▶ _THE PROBLEM_:
Return every one of the following records word for word, without changing anything.

[Stored data entries]
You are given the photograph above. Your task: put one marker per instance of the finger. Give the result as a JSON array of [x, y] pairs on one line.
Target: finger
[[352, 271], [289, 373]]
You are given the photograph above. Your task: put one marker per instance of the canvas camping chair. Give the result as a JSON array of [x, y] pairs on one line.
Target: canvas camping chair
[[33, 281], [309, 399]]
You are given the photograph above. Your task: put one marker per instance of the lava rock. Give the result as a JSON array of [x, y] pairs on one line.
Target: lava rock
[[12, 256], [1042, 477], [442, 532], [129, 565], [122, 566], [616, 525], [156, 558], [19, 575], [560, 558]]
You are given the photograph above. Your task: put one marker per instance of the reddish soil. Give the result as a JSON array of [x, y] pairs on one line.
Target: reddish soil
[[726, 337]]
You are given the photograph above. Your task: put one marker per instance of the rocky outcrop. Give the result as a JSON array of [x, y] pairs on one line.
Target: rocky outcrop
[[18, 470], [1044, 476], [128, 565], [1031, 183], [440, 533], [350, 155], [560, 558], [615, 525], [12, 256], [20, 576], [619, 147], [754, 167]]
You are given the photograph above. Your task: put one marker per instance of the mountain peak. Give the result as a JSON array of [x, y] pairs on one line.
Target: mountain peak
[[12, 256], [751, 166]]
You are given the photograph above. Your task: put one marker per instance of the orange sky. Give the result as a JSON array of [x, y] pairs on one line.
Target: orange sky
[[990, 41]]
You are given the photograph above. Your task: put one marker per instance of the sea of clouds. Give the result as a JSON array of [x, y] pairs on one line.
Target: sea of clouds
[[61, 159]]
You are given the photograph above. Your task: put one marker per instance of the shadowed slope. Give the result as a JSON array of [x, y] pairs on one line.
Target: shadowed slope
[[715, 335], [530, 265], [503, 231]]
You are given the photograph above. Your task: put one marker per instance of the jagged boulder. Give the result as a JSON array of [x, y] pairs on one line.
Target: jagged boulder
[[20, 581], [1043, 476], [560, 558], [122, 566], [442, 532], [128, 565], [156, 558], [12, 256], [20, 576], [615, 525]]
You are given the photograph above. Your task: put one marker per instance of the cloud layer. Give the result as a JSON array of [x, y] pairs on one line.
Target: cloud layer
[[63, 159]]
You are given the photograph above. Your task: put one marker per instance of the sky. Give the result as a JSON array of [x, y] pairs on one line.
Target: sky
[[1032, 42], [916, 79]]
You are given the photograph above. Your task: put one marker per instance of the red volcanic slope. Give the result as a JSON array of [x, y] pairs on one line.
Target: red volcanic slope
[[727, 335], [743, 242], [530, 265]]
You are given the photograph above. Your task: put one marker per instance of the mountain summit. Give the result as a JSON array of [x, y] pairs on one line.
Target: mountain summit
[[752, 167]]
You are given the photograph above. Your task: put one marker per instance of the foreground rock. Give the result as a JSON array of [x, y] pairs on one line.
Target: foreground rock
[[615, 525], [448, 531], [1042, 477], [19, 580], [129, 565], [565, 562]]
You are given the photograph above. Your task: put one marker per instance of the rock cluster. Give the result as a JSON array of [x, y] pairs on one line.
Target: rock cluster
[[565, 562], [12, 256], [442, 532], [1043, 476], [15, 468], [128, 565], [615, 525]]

▶ _SOLUTION FOR THIS TASK_:
You are given the photograph above. Your task: put one marker per instance of the finger. Give the result as a JSON array of [x, y] pairs on one line.
Target: finger
[[352, 271], [289, 373]]
You are given the photograph above. Your task: put one marker per instance of the canvas camping chair. Give the result as a JSON array of [x, y] pairs on one line.
Target: canvas camping chair
[[33, 281], [309, 399]]
You are given the photograph above. Your task: put one marker per instance of the lava rock. Give the result as a JSON array of [x, y] pairs on one line.
Target: lava rock
[[12, 256], [1042, 477], [442, 532], [129, 565], [122, 566], [616, 525], [156, 558], [19, 575], [560, 558]]
You are given the photograph above. Your task: put one marker per instance of the reddish soil. Give the result as a JSON array of [x, y] pairs on one line.
Target: reddish soil
[[726, 337]]
You are given the photograph above. Your task: put one marker per instance of the rocky outcrop. Give the result as a JSON array of [x, y] pairs on one line.
Target: rocky outcrop
[[18, 470], [1044, 476], [128, 565], [1031, 183], [440, 533], [350, 155], [560, 558], [615, 525], [12, 256], [20, 576], [619, 147], [754, 167]]
You are given the photograph above. Your task: put one marker per instance of the mountain peak. Give the result as a JSON array of [x, y] pairs on one line.
Target: mountain peak
[[12, 256], [751, 166]]
You are given the photograph above. Your task: put one marker per instance of the orange sky. Give the result as a JSON array of [x, y] pairs on one line.
Target: orange sky
[[990, 41]]
You are given the photograph above. Your task: put one marker per instance of the sea of clouds. Give the result as a JSON array of [x, y] pairs on one line.
Target: sea of clouds
[[61, 159]]
You are given the photograph above. Your task: put one marker per instance of the shadowed slope. Give the result as a JSON array of [x, y] pairs on one line.
Target: shadowed slope
[[715, 335], [530, 265], [503, 231]]
You are given the photograph above. Your task: put one marker per instance of the jagged boulder. Give the result as a JSON array of [x, y] pairs on one line.
Target: jagged boulder
[[20, 581], [1043, 476], [560, 558], [122, 566], [442, 532], [128, 565], [156, 558], [12, 256], [20, 576], [615, 525]]
You are given the photograph above. Your task: put one marker per instance of the cloud layer. Give the result as a JSON array of [x, y] pairs on one line.
Target: cloud layer
[[63, 159]]
You are given the photograph above. Your task: put one marker per instance of the sky. Give the result as a JSON array of [x, y] pairs on one line.
Target: sky
[[1032, 42], [916, 79]]
You are given the photograph above. Your task: put one marker per instance of the red volcanic slope. Give the result as a JSON array of [x, y] pairs on one line.
Target: red volcanic slope
[[727, 335], [743, 242], [530, 265]]
You are given the photograph above. Your task: put one marker per instance of the mountain summit. Give the result as a JSON array of [x, y] pairs on one line.
Target: mountain summit
[[752, 167]]
You are given the photograph above. Your task: put one marker per instance of the foreground rock. Give the result as a JSON array of [x, y] pairs on one line.
Target: foreground rock
[[615, 525], [448, 531], [1042, 477], [19, 580], [129, 565], [565, 562]]
You are given the photograph above. Your task: put one marker per instance of the rock cluster. Give the result as a JSON array of [x, y] pairs on one line.
Target: rock cluster
[[565, 562], [12, 256], [442, 532], [1043, 476], [15, 468], [128, 565], [615, 525]]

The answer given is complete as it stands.